**Brief**
The lines to copy from the data below are those that hold the string "column".

BEGIN Data

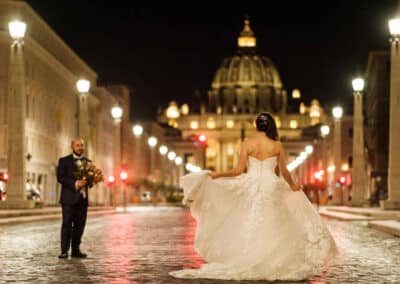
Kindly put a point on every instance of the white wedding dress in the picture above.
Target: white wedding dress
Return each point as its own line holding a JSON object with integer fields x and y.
{"x": 254, "y": 227}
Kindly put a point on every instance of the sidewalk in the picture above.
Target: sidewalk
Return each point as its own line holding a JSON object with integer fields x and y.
{"x": 387, "y": 221}
{"x": 17, "y": 216}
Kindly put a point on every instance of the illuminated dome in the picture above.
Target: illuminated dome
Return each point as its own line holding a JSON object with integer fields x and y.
{"x": 246, "y": 82}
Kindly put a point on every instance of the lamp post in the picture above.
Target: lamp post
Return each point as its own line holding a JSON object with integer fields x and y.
{"x": 124, "y": 177}
{"x": 358, "y": 171}
{"x": 172, "y": 113}
{"x": 337, "y": 113}
{"x": 110, "y": 185}
{"x": 393, "y": 201}
{"x": 117, "y": 113}
{"x": 137, "y": 131}
{"x": 83, "y": 86}
{"x": 152, "y": 141}
{"x": 16, "y": 116}
{"x": 171, "y": 156}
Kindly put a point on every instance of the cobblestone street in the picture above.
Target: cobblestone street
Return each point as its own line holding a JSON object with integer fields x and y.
{"x": 143, "y": 245}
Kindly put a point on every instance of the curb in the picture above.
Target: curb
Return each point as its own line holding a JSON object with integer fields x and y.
{"x": 46, "y": 217}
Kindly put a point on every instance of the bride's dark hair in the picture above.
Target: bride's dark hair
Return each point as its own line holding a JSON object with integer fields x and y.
{"x": 266, "y": 123}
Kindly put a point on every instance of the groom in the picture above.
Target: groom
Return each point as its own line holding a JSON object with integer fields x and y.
{"x": 74, "y": 200}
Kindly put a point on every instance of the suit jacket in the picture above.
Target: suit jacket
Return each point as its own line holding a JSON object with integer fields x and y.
{"x": 65, "y": 176}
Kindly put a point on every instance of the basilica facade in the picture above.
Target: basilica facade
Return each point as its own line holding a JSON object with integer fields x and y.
{"x": 245, "y": 84}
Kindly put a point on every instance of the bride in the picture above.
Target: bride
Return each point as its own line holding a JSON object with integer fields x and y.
{"x": 255, "y": 225}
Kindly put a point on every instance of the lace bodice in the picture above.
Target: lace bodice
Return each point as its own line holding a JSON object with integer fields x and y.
{"x": 258, "y": 167}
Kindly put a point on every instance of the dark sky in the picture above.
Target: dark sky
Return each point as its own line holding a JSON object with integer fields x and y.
{"x": 166, "y": 51}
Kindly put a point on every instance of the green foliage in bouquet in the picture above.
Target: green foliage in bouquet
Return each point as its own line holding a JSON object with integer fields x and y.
{"x": 88, "y": 171}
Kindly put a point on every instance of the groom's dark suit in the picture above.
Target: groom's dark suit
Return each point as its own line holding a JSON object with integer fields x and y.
{"x": 74, "y": 205}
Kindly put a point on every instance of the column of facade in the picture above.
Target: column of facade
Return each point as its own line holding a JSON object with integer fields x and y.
{"x": 16, "y": 196}
{"x": 393, "y": 201}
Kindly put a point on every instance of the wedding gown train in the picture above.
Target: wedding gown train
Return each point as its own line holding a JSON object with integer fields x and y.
{"x": 254, "y": 227}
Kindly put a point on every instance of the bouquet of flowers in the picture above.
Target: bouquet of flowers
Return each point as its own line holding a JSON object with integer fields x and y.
{"x": 86, "y": 170}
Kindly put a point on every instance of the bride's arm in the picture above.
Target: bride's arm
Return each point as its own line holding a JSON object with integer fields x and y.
{"x": 283, "y": 169}
{"x": 240, "y": 167}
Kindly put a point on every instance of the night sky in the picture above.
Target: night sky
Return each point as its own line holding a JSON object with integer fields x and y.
{"x": 166, "y": 51}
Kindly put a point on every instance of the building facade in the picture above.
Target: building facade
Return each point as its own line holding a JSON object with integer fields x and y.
{"x": 377, "y": 122}
{"x": 49, "y": 109}
{"x": 244, "y": 85}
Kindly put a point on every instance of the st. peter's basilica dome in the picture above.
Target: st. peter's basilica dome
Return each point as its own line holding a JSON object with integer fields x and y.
{"x": 246, "y": 82}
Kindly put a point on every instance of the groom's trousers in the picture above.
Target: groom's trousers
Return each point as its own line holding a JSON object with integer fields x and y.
{"x": 73, "y": 225}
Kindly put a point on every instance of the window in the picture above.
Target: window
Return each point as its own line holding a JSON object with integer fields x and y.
{"x": 350, "y": 132}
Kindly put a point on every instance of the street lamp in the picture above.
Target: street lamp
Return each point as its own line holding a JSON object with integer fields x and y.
{"x": 358, "y": 172}
{"x": 337, "y": 113}
{"x": 393, "y": 179}
{"x": 116, "y": 113}
{"x": 163, "y": 150}
{"x": 152, "y": 141}
{"x": 172, "y": 113}
{"x": 110, "y": 184}
{"x": 137, "y": 130}
{"x": 325, "y": 130}
{"x": 309, "y": 149}
{"x": 83, "y": 87}
{"x": 17, "y": 31}
{"x": 124, "y": 177}
{"x": 178, "y": 161}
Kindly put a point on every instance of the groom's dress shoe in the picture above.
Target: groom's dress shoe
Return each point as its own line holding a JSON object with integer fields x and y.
{"x": 63, "y": 255}
{"x": 79, "y": 254}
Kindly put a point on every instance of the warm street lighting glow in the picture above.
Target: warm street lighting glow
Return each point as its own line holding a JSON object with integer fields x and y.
{"x": 302, "y": 108}
{"x": 337, "y": 112}
{"x": 192, "y": 168}
{"x": 171, "y": 156}
{"x": 172, "y": 110}
{"x": 163, "y": 150}
{"x": 202, "y": 138}
{"x": 111, "y": 179}
{"x": 331, "y": 169}
{"x": 17, "y": 29}
{"x": 296, "y": 94}
{"x": 394, "y": 26}
{"x": 293, "y": 124}
{"x": 185, "y": 109}
{"x": 137, "y": 130}
{"x": 194, "y": 124}
{"x": 230, "y": 123}
{"x": 123, "y": 176}
{"x": 211, "y": 123}
{"x": 178, "y": 161}
{"x": 358, "y": 84}
{"x": 83, "y": 86}
{"x": 152, "y": 141}
{"x": 325, "y": 130}
{"x": 116, "y": 112}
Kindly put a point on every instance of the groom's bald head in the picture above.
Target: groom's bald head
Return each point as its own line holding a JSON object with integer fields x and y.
{"x": 78, "y": 146}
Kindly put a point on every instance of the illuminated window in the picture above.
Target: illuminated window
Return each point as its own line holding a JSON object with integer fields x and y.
{"x": 194, "y": 124}
{"x": 230, "y": 123}
{"x": 211, "y": 123}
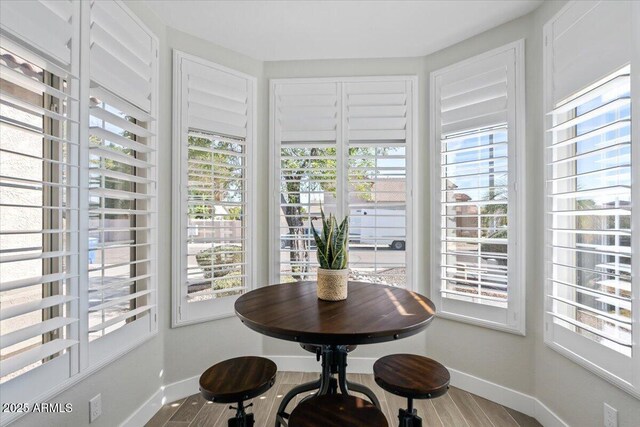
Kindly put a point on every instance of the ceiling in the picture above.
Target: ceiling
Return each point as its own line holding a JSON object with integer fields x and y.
{"x": 288, "y": 30}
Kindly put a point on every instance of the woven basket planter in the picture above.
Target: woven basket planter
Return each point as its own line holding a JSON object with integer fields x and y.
{"x": 332, "y": 284}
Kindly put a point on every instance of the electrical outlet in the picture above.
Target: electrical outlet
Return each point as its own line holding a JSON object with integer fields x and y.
{"x": 610, "y": 416}
{"x": 95, "y": 408}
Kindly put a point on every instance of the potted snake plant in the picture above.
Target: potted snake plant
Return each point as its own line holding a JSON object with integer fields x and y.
{"x": 333, "y": 257}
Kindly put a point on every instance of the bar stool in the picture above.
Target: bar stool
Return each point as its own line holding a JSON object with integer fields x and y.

END Data

**Exercise response**
Kindly put a point on every instance of the column of facade in the picture above.
Target: column of facade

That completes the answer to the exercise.